++++ Data for processing

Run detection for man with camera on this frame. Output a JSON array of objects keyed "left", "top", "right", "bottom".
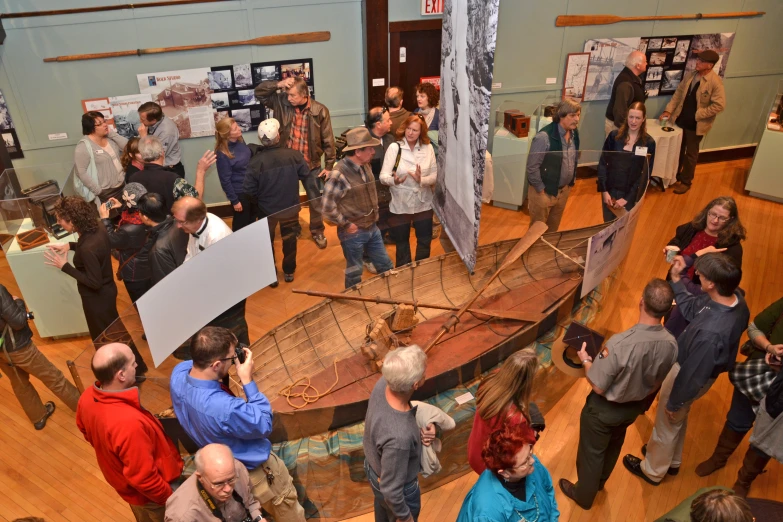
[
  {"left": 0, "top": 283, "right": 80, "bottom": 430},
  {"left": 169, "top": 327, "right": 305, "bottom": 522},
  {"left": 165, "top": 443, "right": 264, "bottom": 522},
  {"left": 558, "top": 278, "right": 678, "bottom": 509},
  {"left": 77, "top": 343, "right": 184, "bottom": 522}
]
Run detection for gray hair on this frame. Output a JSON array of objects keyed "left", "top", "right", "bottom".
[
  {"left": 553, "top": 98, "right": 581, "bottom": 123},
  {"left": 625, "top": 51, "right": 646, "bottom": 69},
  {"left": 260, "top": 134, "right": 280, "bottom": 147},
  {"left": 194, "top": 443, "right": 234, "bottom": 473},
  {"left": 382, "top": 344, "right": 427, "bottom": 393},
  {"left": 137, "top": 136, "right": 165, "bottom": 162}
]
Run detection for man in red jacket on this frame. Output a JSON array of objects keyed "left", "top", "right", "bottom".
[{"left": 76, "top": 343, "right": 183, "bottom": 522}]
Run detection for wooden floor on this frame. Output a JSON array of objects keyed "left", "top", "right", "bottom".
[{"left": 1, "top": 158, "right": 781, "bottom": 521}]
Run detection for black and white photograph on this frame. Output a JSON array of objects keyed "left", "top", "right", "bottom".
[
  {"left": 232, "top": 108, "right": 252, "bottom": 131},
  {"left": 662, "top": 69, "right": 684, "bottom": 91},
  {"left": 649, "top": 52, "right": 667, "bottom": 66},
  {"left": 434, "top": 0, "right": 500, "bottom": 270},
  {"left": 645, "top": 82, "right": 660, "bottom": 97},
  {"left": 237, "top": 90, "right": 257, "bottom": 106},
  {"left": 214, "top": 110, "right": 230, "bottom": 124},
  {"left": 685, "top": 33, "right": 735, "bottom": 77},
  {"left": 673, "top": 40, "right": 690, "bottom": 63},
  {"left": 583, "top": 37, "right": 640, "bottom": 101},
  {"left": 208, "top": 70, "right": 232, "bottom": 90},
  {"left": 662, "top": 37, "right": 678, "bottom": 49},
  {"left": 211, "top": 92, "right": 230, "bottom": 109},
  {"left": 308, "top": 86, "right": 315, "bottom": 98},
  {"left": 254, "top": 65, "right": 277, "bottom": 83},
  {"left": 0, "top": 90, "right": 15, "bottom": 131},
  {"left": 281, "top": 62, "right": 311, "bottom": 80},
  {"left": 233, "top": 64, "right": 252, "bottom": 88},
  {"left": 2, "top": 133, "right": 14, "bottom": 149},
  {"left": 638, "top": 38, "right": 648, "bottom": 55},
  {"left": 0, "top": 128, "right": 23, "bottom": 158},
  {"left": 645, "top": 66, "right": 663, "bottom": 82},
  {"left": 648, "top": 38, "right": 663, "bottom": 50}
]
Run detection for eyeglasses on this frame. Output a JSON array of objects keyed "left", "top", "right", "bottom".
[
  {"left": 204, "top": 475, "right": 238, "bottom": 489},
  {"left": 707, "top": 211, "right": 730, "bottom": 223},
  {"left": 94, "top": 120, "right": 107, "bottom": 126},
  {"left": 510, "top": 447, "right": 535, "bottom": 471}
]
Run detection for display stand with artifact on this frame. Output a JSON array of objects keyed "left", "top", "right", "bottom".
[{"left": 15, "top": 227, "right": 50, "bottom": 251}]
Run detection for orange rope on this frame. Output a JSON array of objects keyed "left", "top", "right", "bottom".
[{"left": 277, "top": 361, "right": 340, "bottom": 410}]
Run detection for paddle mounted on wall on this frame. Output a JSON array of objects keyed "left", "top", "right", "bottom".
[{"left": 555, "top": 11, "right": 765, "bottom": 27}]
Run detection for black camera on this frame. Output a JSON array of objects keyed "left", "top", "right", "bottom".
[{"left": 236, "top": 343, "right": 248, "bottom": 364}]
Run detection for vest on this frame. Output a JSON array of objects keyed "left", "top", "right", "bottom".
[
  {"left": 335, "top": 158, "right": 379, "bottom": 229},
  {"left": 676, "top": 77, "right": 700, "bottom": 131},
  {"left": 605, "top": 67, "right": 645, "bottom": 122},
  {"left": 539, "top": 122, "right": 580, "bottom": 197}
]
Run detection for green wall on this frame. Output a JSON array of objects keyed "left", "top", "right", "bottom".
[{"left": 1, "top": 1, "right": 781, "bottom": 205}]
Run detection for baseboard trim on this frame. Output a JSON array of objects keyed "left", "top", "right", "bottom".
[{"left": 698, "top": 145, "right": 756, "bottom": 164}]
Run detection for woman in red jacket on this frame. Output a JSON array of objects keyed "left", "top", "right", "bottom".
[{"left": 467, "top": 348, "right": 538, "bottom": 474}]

++++++++

Exercise: Output the line containing "Run detection for baseboard" and every line after it through the final line of the records above, exactly as written and nothing else.

Exercise response:
Run detection for baseboard trim on this frame. Output a JSON array of objects keyed "left", "top", "right", "bottom".
[{"left": 698, "top": 145, "right": 756, "bottom": 164}]
Run detection for woman in red jacket on this frame. Output a JSON array of objects keyed "left", "top", "right", "bottom".
[{"left": 467, "top": 348, "right": 538, "bottom": 474}]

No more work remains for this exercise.